(Segmentation annotation material)
'''

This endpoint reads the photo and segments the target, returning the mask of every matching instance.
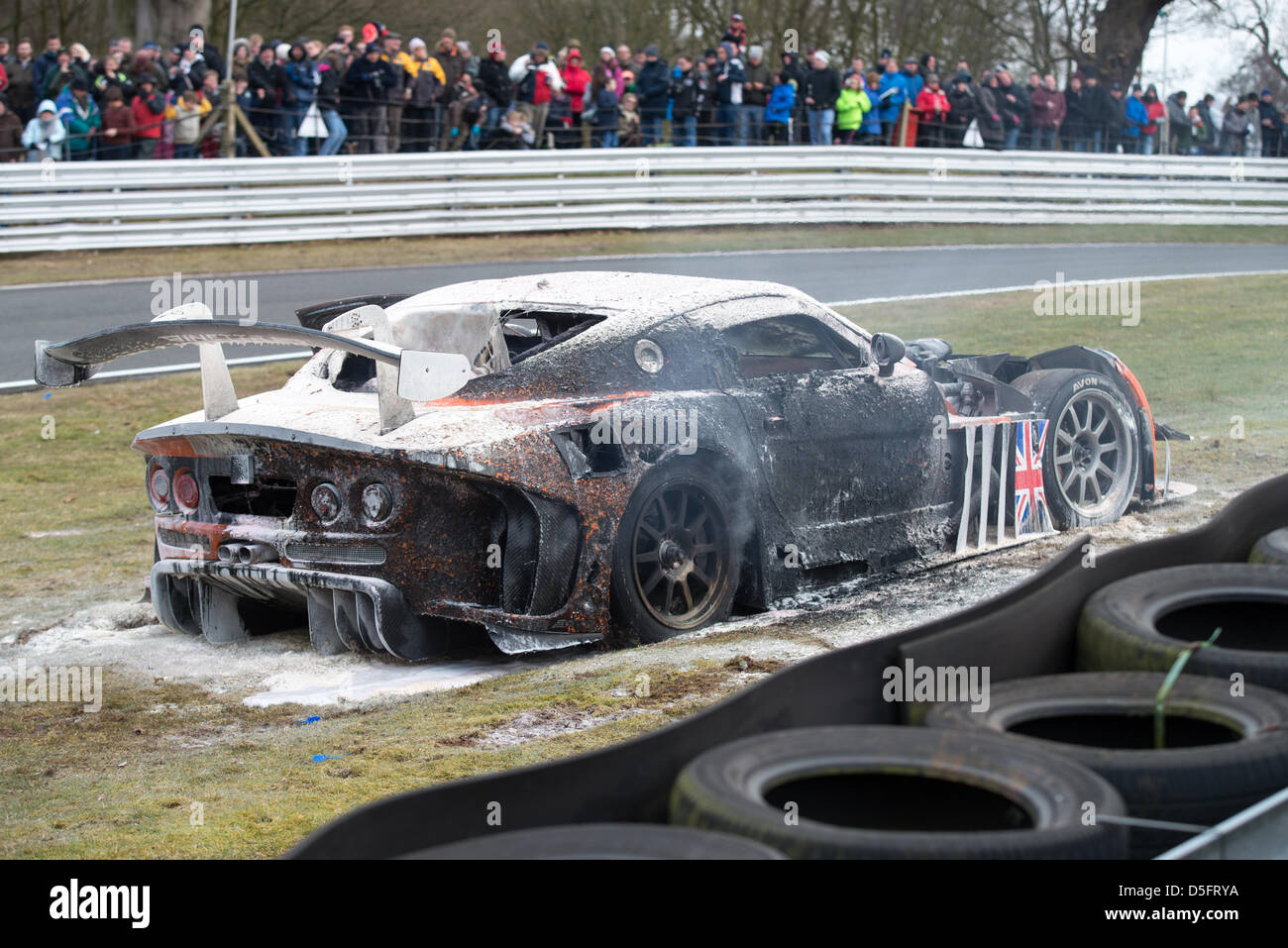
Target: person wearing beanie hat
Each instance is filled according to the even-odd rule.
[[[671,71],[666,59],[658,57],[657,44],[644,48],[644,64],[635,77],[635,94],[639,99],[640,128],[644,144],[662,144],[662,120],[670,102]]]
[[[27,148],[27,161],[62,161],[67,143],[67,129],[58,120],[58,107],[45,99],[36,107],[36,115],[22,133]]]
[[[156,76],[140,72],[134,77],[135,95],[130,102],[134,113],[134,157],[147,161],[156,153],[161,140],[165,116],[165,95],[157,91]]]
[[[581,50],[572,46],[564,58],[559,76],[564,81],[564,90],[568,93],[568,107],[572,111],[573,133],[568,135],[568,144],[572,148],[581,148],[581,116],[586,109],[590,97],[590,72],[581,64]]]
[[[774,90],[773,71],[765,63],[765,48],[756,44],[747,48],[743,67],[742,104],[738,106],[738,144],[761,144],[765,106]]]
[[[738,112],[742,108],[743,84],[747,81],[738,48],[729,40],[716,46],[716,64],[711,71],[715,90],[716,121],[711,134],[711,144],[733,144],[738,125]]]
[[[1269,89],[1261,90],[1257,120],[1261,125],[1261,157],[1278,158],[1283,155],[1284,120],[1275,108],[1275,97]]]
[[[550,62],[550,44],[538,40],[532,44],[532,52],[524,53],[510,66],[510,81],[514,84],[515,107],[536,134],[536,147],[544,148],[550,140],[546,137],[546,117],[550,115],[550,100],[563,91],[563,76]]]
[[[747,24],[743,22],[741,13],[734,13],[729,17],[729,28],[725,30],[720,41],[733,44],[739,59],[747,52]]]
[[[826,49],[814,50],[810,66],[804,89],[809,143],[829,146],[836,124],[836,100],[841,95],[841,73],[832,68],[832,57]]]
[[[9,108],[9,98],[0,93],[0,164],[22,161],[27,157],[22,147],[22,118]]]

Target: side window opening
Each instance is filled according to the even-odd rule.
[[[743,379],[840,371],[867,365],[863,352],[808,316],[781,316],[724,332]]]
[[[513,309],[501,316],[510,365],[529,359],[585,332],[603,319],[586,313],[558,313]]]
[[[553,349],[573,336],[585,332],[603,319],[601,316],[586,313],[535,312],[513,309],[501,317],[501,332],[510,353],[510,365],[529,359],[538,353]],[[484,352],[484,357],[491,348]],[[484,358],[484,361],[487,361]],[[340,368],[331,379],[332,388],[340,392],[375,392],[376,363],[366,356],[346,353],[340,361]]]

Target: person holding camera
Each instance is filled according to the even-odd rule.
[[[385,113],[389,90],[398,85],[394,67],[380,58],[380,43],[368,43],[361,59],[354,59],[345,75],[353,102],[354,138],[359,155],[384,155],[388,151]]]

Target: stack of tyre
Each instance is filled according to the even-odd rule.
[[[921,726],[777,730],[690,761],[672,826],[498,833],[430,858],[1148,858],[1288,786],[1288,529],[1083,605],[1079,671]],[[1211,647],[1195,648],[1216,627]],[[1190,650],[1163,705],[1167,671]],[[1122,818],[1130,818],[1123,820]],[[1167,826],[1164,826],[1167,824]]]

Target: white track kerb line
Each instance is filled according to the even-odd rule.
[[[1170,273],[1166,276],[1157,277],[1109,277],[1105,280],[1069,280],[1068,283],[1079,283],[1082,286],[1106,286],[1109,283],[1121,283],[1124,280],[1139,280],[1141,283],[1159,283],[1171,280],[1213,280],[1217,277],[1273,277],[1273,276],[1288,276],[1288,269],[1280,270],[1229,270],[1225,273]],[[826,307],[864,307],[873,303],[913,303],[916,300],[939,300],[949,299],[953,296],[988,296],[990,294],[998,292],[1032,292],[1033,283],[1025,283],[1023,286],[987,286],[979,290],[944,290],[943,292],[917,292],[907,294],[903,296],[864,296],[863,299],[855,300],[832,300],[831,303],[824,303]],[[228,359],[229,366],[251,366],[260,365],[264,362],[290,362],[291,359],[307,359],[312,356],[310,352],[287,352],[277,356],[247,356],[245,358]],[[144,368],[117,368],[109,372],[98,372],[94,379],[126,379],[130,376],[139,375],[166,375],[169,372],[192,372],[201,368],[200,362],[183,362],[173,366],[151,366]],[[19,381],[5,381],[0,383],[0,392],[17,390],[17,389],[33,389],[39,388],[35,379],[23,379]]]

'''

Work required
Can you reproduce all of the material above with "even-odd rule" swapped for "nonzero winding rule" and nothing else changed? Omit the pictures from your answer.

Response
This endpoint reads the photo and segments the target, returning the mask of every matching instance.
Target: person wearing beanie hat
Each instance is filled according to the nonzero winding rule.
[[[671,71],[666,59],[658,57],[657,44],[644,48],[644,64],[635,77],[635,94],[639,99],[640,128],[644,144],[662,144],[662,120],[670,102]]]
[[[27,148],[27,161],[62,161],[67,143],[67,129],[58,120],[58,107],[45,99],[36,107],[36,115],[22,133]]]
[[[156,76],[140,72],[134,77],[135,95],[130,102],[134,113],[134,157],[147,161],[156,153],[161,140],[165,116],[165,95],[157,91]]]
[[[581,50],[572,46],[564,58],[559,76],[564,81],[564,90],[568,93],[568,107],[572,111],[573,133],[568,135],[568,144],[572,148],[581,148],[581,116],[586,109],[590,97],[590,72],[581,64]]]
[[[774,90],[773,71],[765,63],[765,48],[756,44],[747,48],[743,67],[742,104],[738,106],[738,144],[761,144],[765,106]]]
[[[738,112],[742,108],[743,84],[747,81],[738,48],[729,40],[716,46],[716,64],[711,71],[715,90],[716,121],[711,134],[711,144],[733,144],[738,125]]]
[[[1269,89],[1261,90],[1257,120],[1261,125],[1261,157],[1278,158],[1283,155],[1284,120],[1275,108],[1275,97]]]
[[[550,62],[550,44],[538,40],[532,44],[532,52],[524,53],[510,66],[510,81],[514,84],[515,107],[536,134],[536,147],[544,148],[550,140],[546,137],[546,117],[550,115],[550,100],[563,91],[563,76]]]
[[[747,24],[743,22],[741,13],[734,13],[729,17],[729,28],[725,30],[720,41],[733,44],[739,59],[747,52]]]
[[[826,49],[814,50],[810,66],[804,89],[809,143],[829,146],[836,124],[836,100],[841,95],[841,73],[832,68],[832,57]]]
[[[9,108],[9,98],[0,93],[0,164],[22,161],[27,157],[22,147],[22,118]]]

Target: side window opening
Each instance is filled according to the nonzero winding rule.
[[[743,379],[840,371],[867,365],[863,352],[808,316],[781,316],[724,332]]]
[[[513,309],[501,316],[510,365],[529,359],[585,332],[603,319],[586,313],[558,313]]]
[[[553,349],[573,336],[585,332],[603,319],[601,316],[586,313],[535,312],[513,309],[501,317],[501,332],[510,353],[510,365],[529,359],[538,353]],[[484,352],[484,357],[491,348]],[[484,358],[484,361],[487,361]],[[340,368],[331,379],[332,388],[340,392],[375,392],[376,363],[366,356],[346,353],[340,361]]]

Target: person holding camera
Each instance is filled according to the nonzero winding rule.
[[[385,113],[389,90],[398,85],[394,67],[380,58],[380,43],[368,43],[361,59],[354,59],[345,75],[353,102],[354,138],[359,155],[384,155],[388,151]]]

Target: stack of tyre
Each instance is filled according to the nonzero winding rule.
[[[921,726],[777,730],[690,761],[672,826],[498,833],[430,858],[1148,858],[1288,786],[1288,529],[1083,605],[1079,671]],[[1211,647],[1195,648],[1216,627]],[[1190,650],[1163,705],[1167,671]],[[1122,818],[1130,818],[1123,820]],[[1167,826],[1164,826],[1167,824]]]

Target: white track kerb line
Each instance is filled according to the nonzero winding rule.
[[[1170,273],[1166,276],[1157,277],[1109,277],[1105,280],[1069,280],[1068,283],[1079,283],[1082,286],[1106,286],[1109,283],[1121,283],[1124,280],[1139,280],[1141,283],[1159,283],[1171,280],[1213,280],[1217,277],[1273,277],[1273,276],[1288,276],[1288,269],[1280,270],[1229,270],[1225,273]],[[826,307],[864,307],[873,303],[913,303],[916,300],[939,300],[949,299],[953,296],[988,296],[990,294],[998,292],[1032,292],[1033,283],[1025,283],[1023,286],[987,286],[979,290],[944,290],[943,292],[917,292],[907,294],[903,296],[864,296],[863,299],[855,300],[832,300],[831,303],[824,303]],[[228,359],[229,366],[251,366],[260,365],[264,362],[290,362],[291,359],[307,359],[312,356],[310,352],[287,352],[277,356],[247,356],[245,358]],[[144,368],[117,368],[109,372],[98,372],[94,379],[126,379],[130,376],[139,375],[166,375],[169,372],[192,372],[201,368],[200,362],[183,362],[173,366],[151,366]],[[19,381],[5,381],[0,383],[0,392],[17,390],[17,389],[33,389],[39,388],[35,379],[23,379]]]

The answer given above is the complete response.